Records to use -
----------------------------------------
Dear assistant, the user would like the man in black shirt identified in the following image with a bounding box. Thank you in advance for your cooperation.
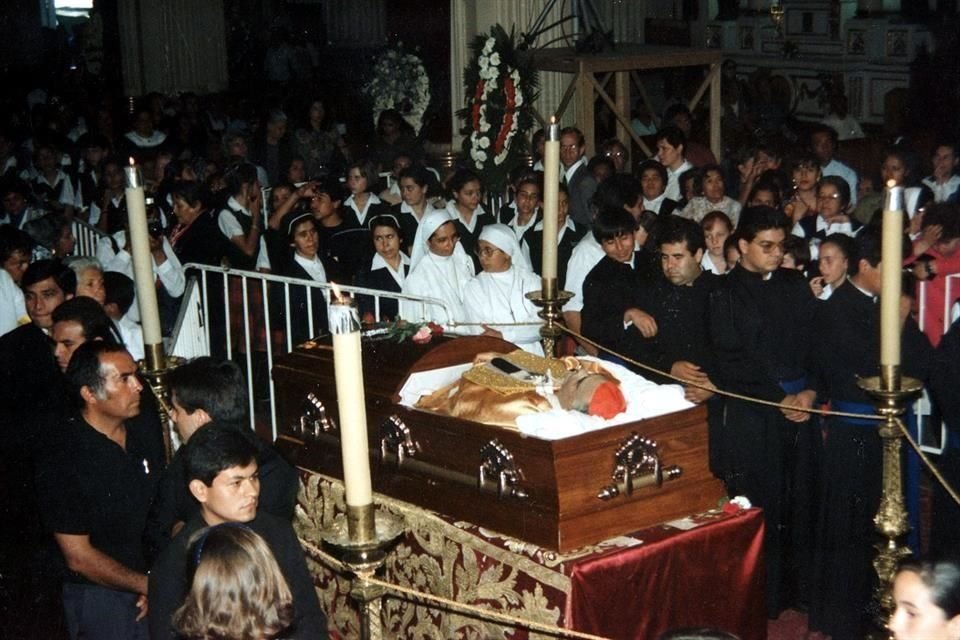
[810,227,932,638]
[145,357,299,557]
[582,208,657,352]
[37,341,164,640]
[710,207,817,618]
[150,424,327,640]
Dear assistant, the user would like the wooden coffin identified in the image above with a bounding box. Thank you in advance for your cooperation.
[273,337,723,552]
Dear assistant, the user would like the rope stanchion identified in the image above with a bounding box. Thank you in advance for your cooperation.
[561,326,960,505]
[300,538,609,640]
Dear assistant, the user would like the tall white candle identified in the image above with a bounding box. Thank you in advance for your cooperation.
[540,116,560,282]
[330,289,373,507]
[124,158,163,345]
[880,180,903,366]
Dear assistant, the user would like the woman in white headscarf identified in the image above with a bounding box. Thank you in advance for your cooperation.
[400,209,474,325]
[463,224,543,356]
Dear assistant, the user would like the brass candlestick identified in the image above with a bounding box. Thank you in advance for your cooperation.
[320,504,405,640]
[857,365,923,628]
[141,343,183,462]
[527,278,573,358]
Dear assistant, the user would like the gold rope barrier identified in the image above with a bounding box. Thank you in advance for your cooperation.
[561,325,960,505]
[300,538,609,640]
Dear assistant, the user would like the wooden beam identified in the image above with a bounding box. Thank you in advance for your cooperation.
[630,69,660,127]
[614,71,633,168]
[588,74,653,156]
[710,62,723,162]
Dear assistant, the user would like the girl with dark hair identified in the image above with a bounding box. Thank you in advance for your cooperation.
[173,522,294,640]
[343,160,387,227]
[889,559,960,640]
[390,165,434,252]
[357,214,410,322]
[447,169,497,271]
----------------------------------------
Lay out every line of the items above as a Markdown table with the columns Row and Entry, numbering each row and skipping blank lines. Leave the pictures out of the table.

| Row | Entry |
|---|---|
| 1 | Dear assistant, the user would like the man in black shirt identified in the following image with a bounding box. Thank you in advance for your cooperation. |
| 2 | [810,227,932,638] |
| 3 | [145,357,299,557] |
| 4 | [582,208,657,352] |
| 5 | [37,341,164,640] |
| 6 | [710,207,817,618] |
| 7 | [150,424,327,640] |
| 8 | Dear assistant, the user would like the wooden coffin identified in the image above with a bounding box. Thank you in advance for your cooperation. |
| 9 | [273,337,723,552] |
| 10 | Dear assistant, the user would like the rope stanchion identified in the image above with a bounding box. Thank you in advance for your cooperation. |
| 11 | [561,326,960,505] |
| 12 | [300,538,609,640] |
| 13 | Dear assistant, the user would like the tall white candle identified in the image above with a bounding box. Thank you in advance for your cooperation. |
| 14 | [540,116,560,282] |
| 15 | [330,289,373,507] |
| 16 | [124,158,163,345] |
| 17 | [880,180,903,366] |
| 18 | Dear assistant, the user would like the woman in white headscarf identified in the image above with a bounding box. Thank you in advance for your cooperation. |
| 19 | [400,209,474,325] |
| 20 | [463,224,543,356] |
| 21 | Dear assistant, the user would like the brass candlestick identified in the image above with a bounding box. Thank you in advance for your cooperation. |
| 22 | [320,504,405,640] |
| 23 | [857,365,923,628] |
| 24 | [141,343,183,462] |
| 25 | [527,278,573,358] |
| 26 | Dear assistant, the user would like the gold rope barrier identified in the image above with a bounding box. Thank you in advance for your cooperation. |
| 27 | [561,325,960,505] |
| 28 | [300,538,609,640] |
| 29 | Dear assistant, the user would like the wooden beam identified in the image above with a bounding box. Thank you in advance for your cooperation. |
| 30 | [630,69,660,127] |
| 31 | [614,71,633,168] |
| 32 | [588,74,653,156] |
| 33 | [710,62,723,162] |
| 34 | Dear assistant, the user would like the girl with dark hair identified in the image above with a bounding box. Thank you in advance for your cooperation. |
| 35 | [173,522,294,640] |
| 36 | [343,160,387,227] |
| 37 | [889,559,960,640] |
| 38 | [390,165,434,252] |
| 39 | [357,214,410,322] |
| 40 | [447,169,497,271] |